=== EXERCISE INSTRUCTIONS ===
Return unchanged every line from the one containing "Would you be able to tag the long" through the one containing "Query: silver clutch bag", with both of those lines included.
-- Start STORED DATA --
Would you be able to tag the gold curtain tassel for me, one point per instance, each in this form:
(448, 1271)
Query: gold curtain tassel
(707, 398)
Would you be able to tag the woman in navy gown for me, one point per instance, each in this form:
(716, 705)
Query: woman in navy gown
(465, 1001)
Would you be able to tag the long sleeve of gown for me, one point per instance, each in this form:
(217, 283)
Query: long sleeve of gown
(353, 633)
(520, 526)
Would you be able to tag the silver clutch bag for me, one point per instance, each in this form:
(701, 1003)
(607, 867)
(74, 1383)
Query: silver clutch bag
-- End STORED DATA --
-- Start STORED DATA --
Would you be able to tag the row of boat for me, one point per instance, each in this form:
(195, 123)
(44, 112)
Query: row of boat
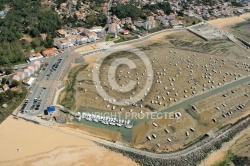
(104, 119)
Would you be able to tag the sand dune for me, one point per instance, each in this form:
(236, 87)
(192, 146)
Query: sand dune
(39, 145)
-- End STORED DATA --
=== ANSWER FOR THIS EXERCISE ===
Would you be able to tag the long sleeve of gown for me, one point per instance, each in this form:
(217, 283)
Query: long sleeve of gown
(353, 633)
(520, 526)
Would you be able to tag the silver clutch bag for me, one point per instance, each in this form:
(701, 1003)
(607, 867)
(74, 1383)
Query: silver clutch bag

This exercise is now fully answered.